Task to carry out:
Images don't belong in the copy. Output the rest of the data exactly.

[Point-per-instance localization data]
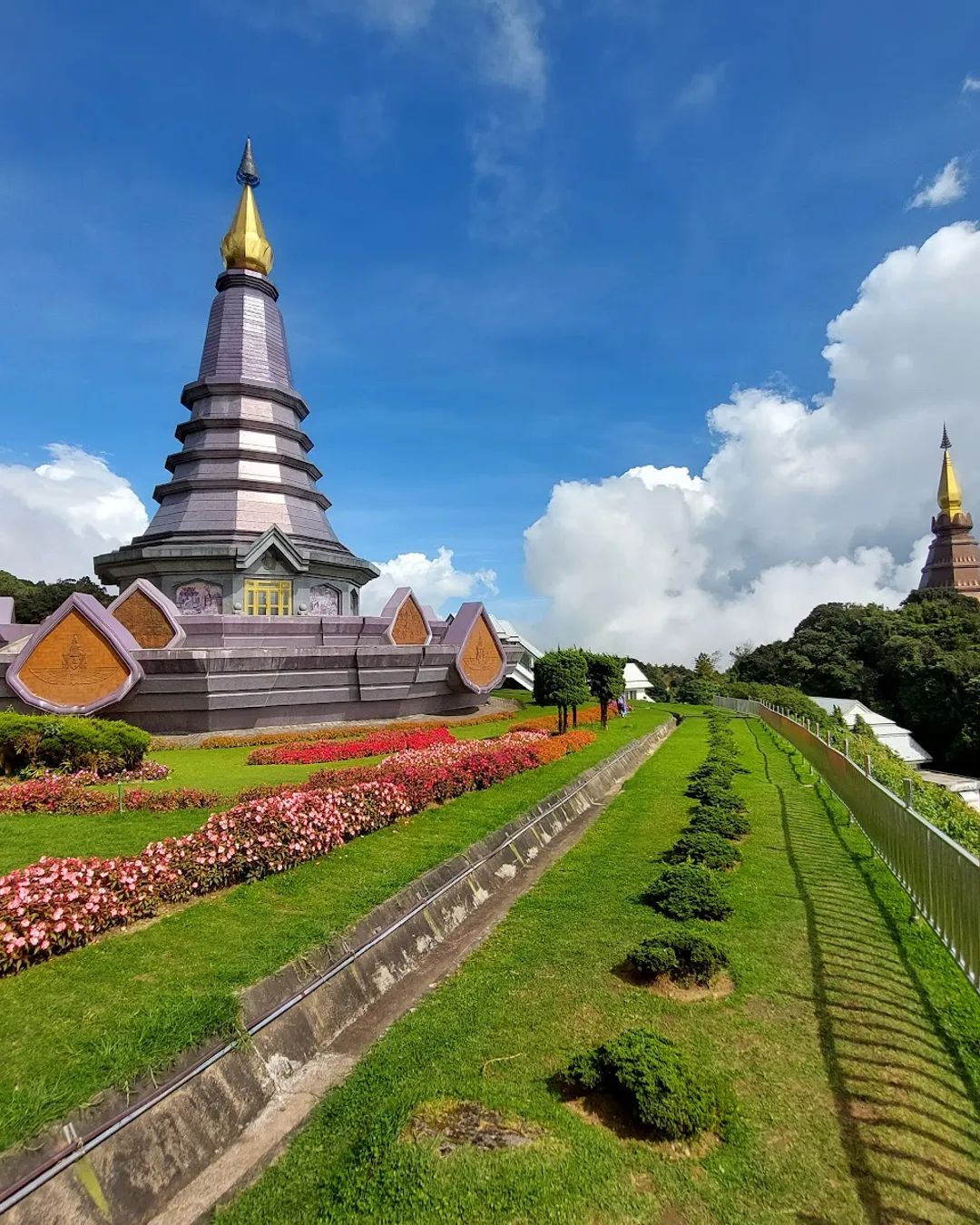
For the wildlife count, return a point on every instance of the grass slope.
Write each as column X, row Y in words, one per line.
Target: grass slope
column 854, row 1100
column 24, row 838
column 105, row 1014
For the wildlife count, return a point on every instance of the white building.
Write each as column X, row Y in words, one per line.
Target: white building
column 897, row 739
column 637, row 686
column 521, row 653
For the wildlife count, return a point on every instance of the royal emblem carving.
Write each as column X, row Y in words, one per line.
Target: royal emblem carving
column 77, row 662
column 144, row 620
column 409, row 627
column 480, row 659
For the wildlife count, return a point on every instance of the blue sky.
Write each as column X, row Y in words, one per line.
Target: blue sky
column 517, row 242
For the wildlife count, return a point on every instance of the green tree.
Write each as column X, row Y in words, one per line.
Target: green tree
column 605, row 680
column 919, row 664
column 561, row 680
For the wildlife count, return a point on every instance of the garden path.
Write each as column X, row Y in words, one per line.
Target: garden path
column 906, row 1105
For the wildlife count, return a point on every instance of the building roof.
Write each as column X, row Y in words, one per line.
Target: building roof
column 634, row 678
column 899, row 740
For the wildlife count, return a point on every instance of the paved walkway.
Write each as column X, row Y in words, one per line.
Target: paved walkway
column 908, row 1112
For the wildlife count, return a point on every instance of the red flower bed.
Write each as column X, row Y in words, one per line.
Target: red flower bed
column 345, row 732
column 58, row 904
column 392, row 741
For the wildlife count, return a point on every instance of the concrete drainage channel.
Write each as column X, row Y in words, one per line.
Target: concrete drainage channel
column 169, row 1153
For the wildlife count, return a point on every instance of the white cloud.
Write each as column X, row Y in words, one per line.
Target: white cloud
column 500, row 38
column 701, row 90
column 800, row 503
column 433, row 580
column 54, row 518
column 948, row 185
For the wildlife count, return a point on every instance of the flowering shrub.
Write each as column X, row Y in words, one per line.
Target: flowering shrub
column 345, row 750
column 58, row 904
column 345, row 732
column 74, row 794
column 54, row 794
column 173, row 799
column 31, row 741
column 554, row 748
column 146, row 772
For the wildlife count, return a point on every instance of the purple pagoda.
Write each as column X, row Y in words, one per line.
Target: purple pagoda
column 239, row 606
column 241, row 525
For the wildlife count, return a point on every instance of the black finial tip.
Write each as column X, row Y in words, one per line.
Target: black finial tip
column 247, row 173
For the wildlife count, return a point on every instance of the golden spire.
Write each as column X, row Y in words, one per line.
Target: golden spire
column 245, row 244
column 949, row 495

Output of the task:
For the wildlife count, return a point on every instance of the grass slope.
Write each as column X, row Y in words, one per line.
Target: grass slope
column 854, row 1100
column 24, row 838
column 105, row 1014
For the wildlife count, return a point on every instance of the white building.
Write each as column X, row Y in words, one per line.
Target: white building
column 897, row 739
column 637, row 686
column 521, row 653
For the wildlife count, return a point on every instance of the royal emblem carving.
Write each as column X, row Y in words, one per line.
Target: royal emblem carving
column 77, row 662
column 144, row 620
column 409, row 627
column 480, row 659
For the wildlife count, return a point on every instance of the blue sky.
Write each as column X, row Y in words, one per line.
Target: blue sky
column 517, row 242
For the wildlife count, return a point on every instance of the green tree.
Write each as column X, row Y in words, one per line.
Target: green tree
column 605, row 680
column 919, row 664
column 561, row 680
For the wildlife count, return a point on every instance of the garden path.
Write each as column X, row Y in words, one per line.
Target: garden path
column 906, row 1105
For the wildlife count, return a point on every instance of the building roof.
Write each as column X, row Y in words, one per line.
Target: building roof
column 634, row 678
column 899, row 740
For the wildlife count, return a point on every instance of the paved walkway.
Write each as column X, row Y in words, one per line.
Target: paved walkway
column 908, row 1112
For the wildlife count, return a point on every instance of the red flower bed.
Write each as column X, row Y in words, one per line.
Target: red flower bed
column 345, row 732
column 58, row 904
column 392, row 741
For the wildlife count, return a point on every instance of the concrete drainage channel.
Write each as column X, row Y in words, one per line.
Target: concrete drainage channel
column 169, row 1153
For the wildlife count, return a point on every instance of the white cloud.
Write each as column X, row Y in words, one per line.
Target: white cloud
column 500, row 38
column 701, row 90
column 800, row 503
column 433, row 580
column 54, row 518
column 948, row 185
For the wildlife count, return a point on every instance of the flowering shrub.
Write each as column X, row Y in words, one per line.
Target: flowering shrub
column 345, row 750
column 58, row 904
column 345, row 732
column 74, row 794
column 54, row 794
column 173, row 799
column 31, row 741
column 554, row 748
column 146, row 772
For the wildlife count, return a point on every instance of the purple pagoda.
Write each as column X, row Y in words, one per line.
Target: purple pagoda
column 239, row 606
column 241, row 525
For the wildlife count, return a point on every instance of the black finial tip.
Write each as column X, row Y in words, one per line.
Target: black finial tip
column 247, row 173
For the wildlife count, return a point on every instance of the golden spire.
Write each as column X, row Y in words, one per line.
Target: golden spire
column 245, row 244
column 949, row 495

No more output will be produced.